* Given request A: According to the review of the Adela Breton biography, at what age did Breton begin painting Mayan ruins?
* Given request B: Using the review of the Adela Breton biography, explain why Breton's Mayan paintings are of interest.

* Selected excerpt:

★ ★ ★ ★

Review Date: 2006-01-05
Adela Breton (1849-1923) was a well-to-do English Victorian woman who did not begin her unique work of painting Mayan ruins until she was 50. Even for her age, in this she displayed an adventurousness, energy, and individuality reminiscent of Isek Dinesen. Visiting the Mayan ruins during a travel excursion known as the Mexican Grand Tour, she became absorbed in the ancient Mexican civilization's archaeology. Combining this new-found interest with her practice of painting and sketching archaeological objects of Scotland, Egypt, and Africa from her readings in anthropology, Breton's Mayan paintings are of interest not mainly for any innovative or exceptional skill, but for their verisimilitude. Some of her paintings are the only documents available for lost relics or ones which have deteriorated. Her congenital interest in archaeology and anthropology combing the enthusiasm of the amateur with the reflection and understanding of the professional and the appreciation she had for her subjects is seen in her bright colors, clarity of line, and the attention to detail. The biography by an independent scholar with a law degree portrays Breton in an almost novelistic manner--she is not simply a subject, but a character of a story too. Quotes from diaries and letters of hers and from letters to her and writings of others about her at the openings of chapters are particularly pertinent and revealing about Breton's significance in the archaeological work being done in Mexico in the early 1900s, her feelings for what she was doing, and the special regard of others for her. The conflict and instability of the Mexican Revolution in 1910 brought an end to the archaeological work of Breton and her associates. But not before she had managed to paint and sketch numerous Mayan relics of all types from pyramids to murals to pottery.

★ ★ ★ ★

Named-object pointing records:

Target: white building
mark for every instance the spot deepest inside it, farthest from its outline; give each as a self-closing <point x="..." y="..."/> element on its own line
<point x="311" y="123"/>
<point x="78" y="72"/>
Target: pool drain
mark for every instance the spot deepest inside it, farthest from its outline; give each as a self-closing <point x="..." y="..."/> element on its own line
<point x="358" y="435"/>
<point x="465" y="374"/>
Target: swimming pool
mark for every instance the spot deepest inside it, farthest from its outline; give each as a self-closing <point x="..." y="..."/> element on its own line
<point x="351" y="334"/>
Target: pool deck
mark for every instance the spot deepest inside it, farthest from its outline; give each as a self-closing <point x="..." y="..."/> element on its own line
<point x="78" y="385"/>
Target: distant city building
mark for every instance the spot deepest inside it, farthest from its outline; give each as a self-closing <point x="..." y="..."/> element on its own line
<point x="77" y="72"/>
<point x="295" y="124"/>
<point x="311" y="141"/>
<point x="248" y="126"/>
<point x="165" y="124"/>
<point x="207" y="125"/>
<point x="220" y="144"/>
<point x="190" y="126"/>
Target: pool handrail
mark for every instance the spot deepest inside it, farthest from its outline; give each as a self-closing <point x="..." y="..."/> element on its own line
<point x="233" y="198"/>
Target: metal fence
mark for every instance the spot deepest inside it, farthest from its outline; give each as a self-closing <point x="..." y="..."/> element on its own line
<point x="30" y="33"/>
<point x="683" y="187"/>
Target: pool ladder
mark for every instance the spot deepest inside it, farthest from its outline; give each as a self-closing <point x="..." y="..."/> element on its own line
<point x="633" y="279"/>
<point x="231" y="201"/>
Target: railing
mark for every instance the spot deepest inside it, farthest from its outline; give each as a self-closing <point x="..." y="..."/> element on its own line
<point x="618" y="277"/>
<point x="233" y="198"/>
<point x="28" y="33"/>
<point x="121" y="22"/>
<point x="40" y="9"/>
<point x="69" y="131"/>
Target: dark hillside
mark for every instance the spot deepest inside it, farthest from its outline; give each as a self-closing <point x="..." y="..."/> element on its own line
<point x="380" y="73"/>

★ ★ ★ ★

* Expected answer A: She was 50.

* Expected answer B: They matter less for innovative or exceptional skill than for their verisimilitude. Some of her paintings are the only documents available for relics that have been lost or have deteriorated.